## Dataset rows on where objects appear
%%

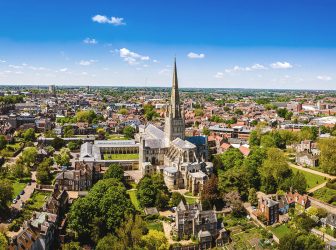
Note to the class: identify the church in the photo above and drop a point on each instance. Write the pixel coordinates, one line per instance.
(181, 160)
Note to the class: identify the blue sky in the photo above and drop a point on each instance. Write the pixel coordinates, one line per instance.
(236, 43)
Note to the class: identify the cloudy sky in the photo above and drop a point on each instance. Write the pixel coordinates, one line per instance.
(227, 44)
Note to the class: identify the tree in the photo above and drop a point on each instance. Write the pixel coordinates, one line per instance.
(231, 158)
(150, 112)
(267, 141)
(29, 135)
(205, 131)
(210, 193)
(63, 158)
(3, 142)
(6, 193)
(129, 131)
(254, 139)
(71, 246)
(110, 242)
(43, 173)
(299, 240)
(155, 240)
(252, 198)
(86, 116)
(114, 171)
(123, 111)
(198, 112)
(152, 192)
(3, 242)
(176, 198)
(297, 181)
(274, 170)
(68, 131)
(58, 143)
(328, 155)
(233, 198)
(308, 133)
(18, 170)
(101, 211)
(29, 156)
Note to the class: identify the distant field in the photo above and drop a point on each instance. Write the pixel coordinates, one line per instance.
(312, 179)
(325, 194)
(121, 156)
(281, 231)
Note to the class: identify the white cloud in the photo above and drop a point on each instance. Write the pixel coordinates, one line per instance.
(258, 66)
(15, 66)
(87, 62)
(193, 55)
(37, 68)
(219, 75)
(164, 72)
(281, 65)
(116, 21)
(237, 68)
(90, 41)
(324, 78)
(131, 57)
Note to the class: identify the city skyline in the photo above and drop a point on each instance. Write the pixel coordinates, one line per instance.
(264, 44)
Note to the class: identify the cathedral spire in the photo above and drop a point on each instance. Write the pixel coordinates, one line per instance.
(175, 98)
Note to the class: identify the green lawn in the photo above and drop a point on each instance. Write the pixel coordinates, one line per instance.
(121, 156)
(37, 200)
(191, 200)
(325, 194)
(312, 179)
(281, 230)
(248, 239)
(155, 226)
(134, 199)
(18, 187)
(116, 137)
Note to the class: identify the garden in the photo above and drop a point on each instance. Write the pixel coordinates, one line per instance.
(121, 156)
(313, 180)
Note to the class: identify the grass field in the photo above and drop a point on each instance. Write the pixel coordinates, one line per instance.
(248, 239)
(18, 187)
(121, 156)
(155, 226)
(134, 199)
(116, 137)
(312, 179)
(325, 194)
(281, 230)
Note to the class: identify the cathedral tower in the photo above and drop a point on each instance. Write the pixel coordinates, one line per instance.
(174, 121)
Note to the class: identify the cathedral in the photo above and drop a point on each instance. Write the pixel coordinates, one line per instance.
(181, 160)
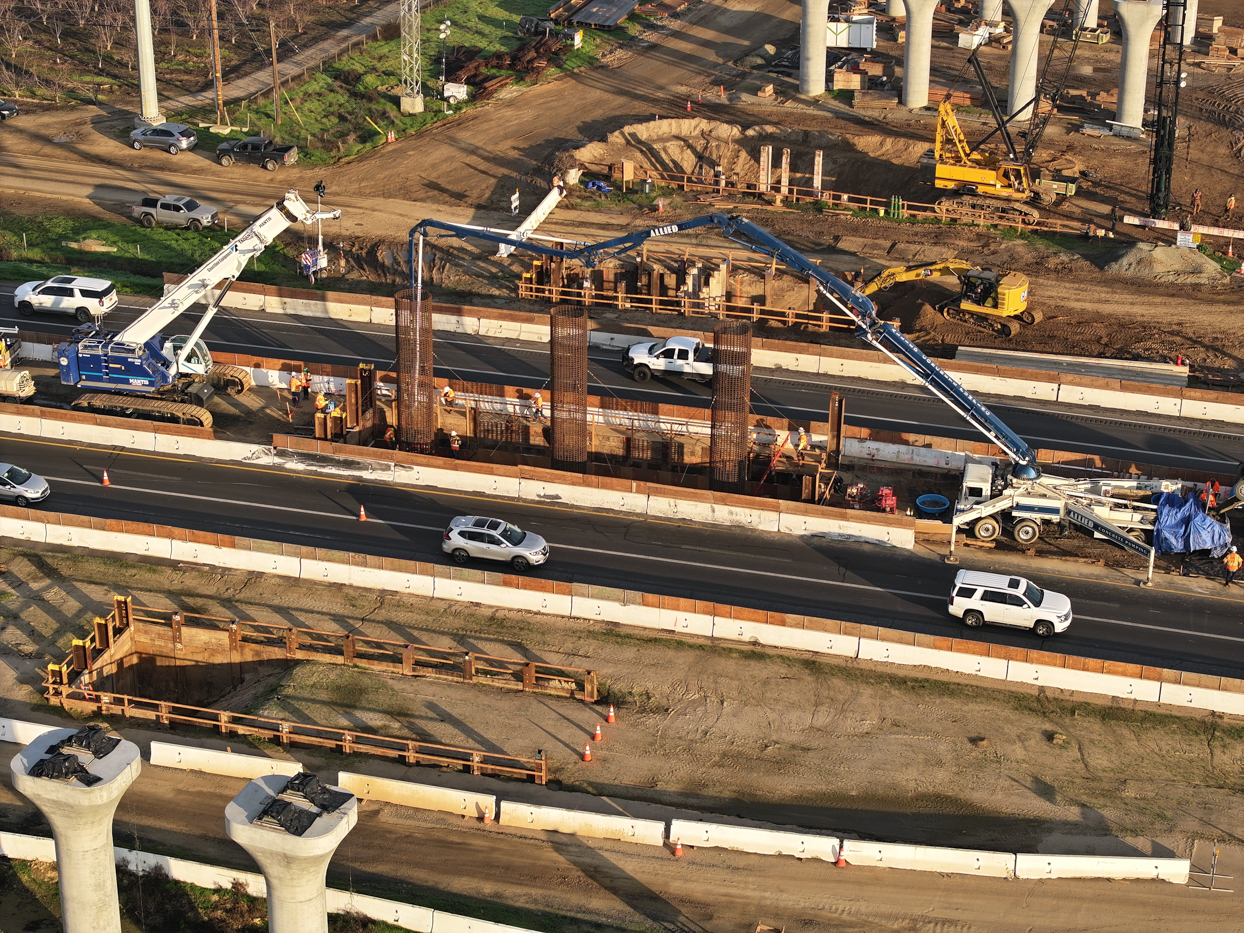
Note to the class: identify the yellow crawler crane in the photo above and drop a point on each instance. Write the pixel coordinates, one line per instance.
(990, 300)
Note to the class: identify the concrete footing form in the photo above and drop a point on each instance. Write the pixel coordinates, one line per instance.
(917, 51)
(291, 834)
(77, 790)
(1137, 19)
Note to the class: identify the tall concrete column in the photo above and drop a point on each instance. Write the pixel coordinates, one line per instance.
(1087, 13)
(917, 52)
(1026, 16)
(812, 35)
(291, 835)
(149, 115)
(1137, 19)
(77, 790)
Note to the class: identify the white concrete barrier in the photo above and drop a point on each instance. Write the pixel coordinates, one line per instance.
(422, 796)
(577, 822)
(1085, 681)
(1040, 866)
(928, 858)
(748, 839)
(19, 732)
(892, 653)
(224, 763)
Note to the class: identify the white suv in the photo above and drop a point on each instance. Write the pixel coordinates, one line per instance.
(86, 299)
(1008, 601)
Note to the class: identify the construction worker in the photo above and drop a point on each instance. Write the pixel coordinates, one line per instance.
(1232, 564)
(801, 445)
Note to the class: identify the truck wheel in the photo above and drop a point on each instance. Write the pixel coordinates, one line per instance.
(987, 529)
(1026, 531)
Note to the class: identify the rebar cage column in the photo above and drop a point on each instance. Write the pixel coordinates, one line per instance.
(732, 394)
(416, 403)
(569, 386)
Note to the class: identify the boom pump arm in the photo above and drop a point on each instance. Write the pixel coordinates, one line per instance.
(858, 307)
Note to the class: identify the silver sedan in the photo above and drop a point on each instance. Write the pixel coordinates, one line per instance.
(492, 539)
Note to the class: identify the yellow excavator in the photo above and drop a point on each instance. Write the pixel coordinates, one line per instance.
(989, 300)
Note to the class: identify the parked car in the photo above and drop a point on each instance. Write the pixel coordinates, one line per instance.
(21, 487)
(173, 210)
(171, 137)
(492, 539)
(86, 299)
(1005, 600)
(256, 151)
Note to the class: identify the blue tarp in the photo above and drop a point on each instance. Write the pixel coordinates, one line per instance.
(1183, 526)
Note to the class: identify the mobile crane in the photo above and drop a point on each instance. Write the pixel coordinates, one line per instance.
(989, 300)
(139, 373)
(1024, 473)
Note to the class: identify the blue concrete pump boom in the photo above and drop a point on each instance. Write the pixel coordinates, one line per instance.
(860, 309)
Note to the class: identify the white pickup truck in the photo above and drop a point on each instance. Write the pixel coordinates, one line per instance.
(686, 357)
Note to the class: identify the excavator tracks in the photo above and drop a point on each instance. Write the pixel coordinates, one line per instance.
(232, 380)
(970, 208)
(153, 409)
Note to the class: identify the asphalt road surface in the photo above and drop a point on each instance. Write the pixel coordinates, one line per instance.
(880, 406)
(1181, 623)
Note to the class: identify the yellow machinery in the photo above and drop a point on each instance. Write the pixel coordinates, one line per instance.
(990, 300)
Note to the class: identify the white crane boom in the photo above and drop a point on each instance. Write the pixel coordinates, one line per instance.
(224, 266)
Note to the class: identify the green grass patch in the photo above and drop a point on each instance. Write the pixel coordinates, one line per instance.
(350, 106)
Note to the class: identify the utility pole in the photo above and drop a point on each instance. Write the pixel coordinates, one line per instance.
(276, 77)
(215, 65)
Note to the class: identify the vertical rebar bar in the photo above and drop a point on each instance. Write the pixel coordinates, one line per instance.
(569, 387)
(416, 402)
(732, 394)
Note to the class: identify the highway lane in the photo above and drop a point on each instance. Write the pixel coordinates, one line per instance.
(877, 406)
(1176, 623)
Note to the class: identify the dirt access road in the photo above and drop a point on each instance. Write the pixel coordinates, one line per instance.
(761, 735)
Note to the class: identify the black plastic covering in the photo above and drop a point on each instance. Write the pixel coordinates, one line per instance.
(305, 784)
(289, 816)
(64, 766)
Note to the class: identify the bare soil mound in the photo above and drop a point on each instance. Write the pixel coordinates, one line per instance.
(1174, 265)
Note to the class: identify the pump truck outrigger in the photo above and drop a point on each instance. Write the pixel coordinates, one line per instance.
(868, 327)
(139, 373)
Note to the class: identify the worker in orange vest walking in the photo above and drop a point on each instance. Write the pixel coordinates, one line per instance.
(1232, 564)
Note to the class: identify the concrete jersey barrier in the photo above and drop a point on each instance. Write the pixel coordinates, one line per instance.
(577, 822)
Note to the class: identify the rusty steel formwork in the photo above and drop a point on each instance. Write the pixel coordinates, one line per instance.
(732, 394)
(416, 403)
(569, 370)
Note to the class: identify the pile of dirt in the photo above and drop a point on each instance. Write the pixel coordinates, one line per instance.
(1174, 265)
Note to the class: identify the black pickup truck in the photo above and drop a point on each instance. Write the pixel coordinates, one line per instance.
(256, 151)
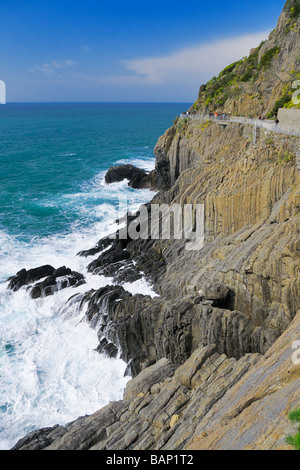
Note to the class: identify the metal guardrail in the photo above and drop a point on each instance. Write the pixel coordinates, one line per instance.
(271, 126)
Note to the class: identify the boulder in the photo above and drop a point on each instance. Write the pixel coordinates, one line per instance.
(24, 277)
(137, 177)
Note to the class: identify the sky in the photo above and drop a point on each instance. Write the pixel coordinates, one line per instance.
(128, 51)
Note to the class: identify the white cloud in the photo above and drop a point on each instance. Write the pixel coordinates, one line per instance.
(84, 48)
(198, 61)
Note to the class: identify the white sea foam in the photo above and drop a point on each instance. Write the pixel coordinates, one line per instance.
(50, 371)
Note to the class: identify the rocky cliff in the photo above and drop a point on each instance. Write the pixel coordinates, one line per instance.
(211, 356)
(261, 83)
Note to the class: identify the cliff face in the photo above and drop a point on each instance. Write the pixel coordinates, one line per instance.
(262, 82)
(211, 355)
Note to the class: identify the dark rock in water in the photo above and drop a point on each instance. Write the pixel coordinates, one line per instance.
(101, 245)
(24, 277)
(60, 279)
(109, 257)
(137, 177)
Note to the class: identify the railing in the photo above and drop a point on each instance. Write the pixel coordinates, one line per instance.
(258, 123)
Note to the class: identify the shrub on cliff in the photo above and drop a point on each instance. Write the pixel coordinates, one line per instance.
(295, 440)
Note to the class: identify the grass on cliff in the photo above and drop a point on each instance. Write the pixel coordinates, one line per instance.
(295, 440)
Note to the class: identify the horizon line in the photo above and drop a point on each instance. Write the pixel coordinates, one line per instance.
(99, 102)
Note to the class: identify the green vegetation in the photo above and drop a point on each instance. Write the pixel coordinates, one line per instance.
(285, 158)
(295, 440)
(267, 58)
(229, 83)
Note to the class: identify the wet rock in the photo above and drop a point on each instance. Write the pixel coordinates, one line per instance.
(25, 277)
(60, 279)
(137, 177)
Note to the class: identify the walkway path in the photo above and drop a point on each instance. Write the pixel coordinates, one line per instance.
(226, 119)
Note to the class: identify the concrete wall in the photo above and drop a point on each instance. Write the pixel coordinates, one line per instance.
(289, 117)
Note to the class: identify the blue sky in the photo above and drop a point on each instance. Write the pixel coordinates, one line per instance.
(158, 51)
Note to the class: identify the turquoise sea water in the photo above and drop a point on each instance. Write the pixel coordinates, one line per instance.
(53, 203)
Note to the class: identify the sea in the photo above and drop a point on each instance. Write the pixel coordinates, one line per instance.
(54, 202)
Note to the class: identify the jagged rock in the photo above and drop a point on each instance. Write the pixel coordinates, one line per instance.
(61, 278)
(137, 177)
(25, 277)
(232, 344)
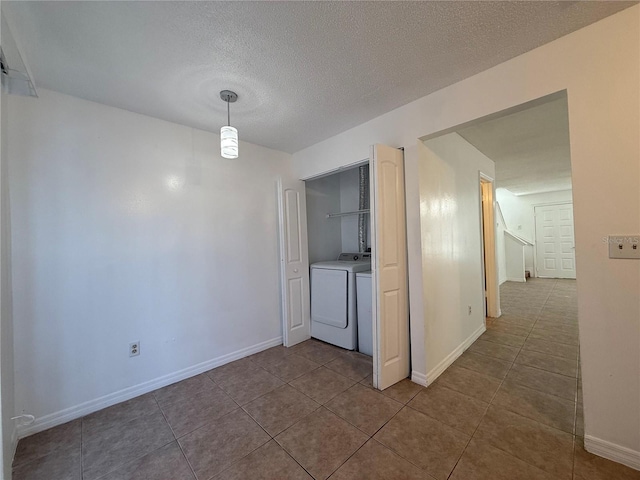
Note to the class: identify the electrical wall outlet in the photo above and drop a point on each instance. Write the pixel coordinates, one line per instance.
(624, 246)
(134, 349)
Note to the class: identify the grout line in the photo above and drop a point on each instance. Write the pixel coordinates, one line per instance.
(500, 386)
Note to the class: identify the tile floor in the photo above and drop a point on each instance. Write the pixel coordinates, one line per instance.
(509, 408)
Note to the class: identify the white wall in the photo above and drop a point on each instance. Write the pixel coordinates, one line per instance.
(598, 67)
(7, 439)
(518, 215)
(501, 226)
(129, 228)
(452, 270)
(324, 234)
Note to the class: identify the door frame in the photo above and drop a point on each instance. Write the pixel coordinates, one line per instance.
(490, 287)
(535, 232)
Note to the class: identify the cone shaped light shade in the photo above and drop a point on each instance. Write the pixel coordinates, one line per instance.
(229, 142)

%%

Rewrite the lines starting with the one that contains "Note to the class: identify the cone" and running through the end of the lines above, swapping "light shade" for "lampshade" and changing nothing else.

Note to the class: identify the cone shaped lampshade in the photo above and drop a point on each instance. Write the pixel coordinates, one line per instance.
(229, 142)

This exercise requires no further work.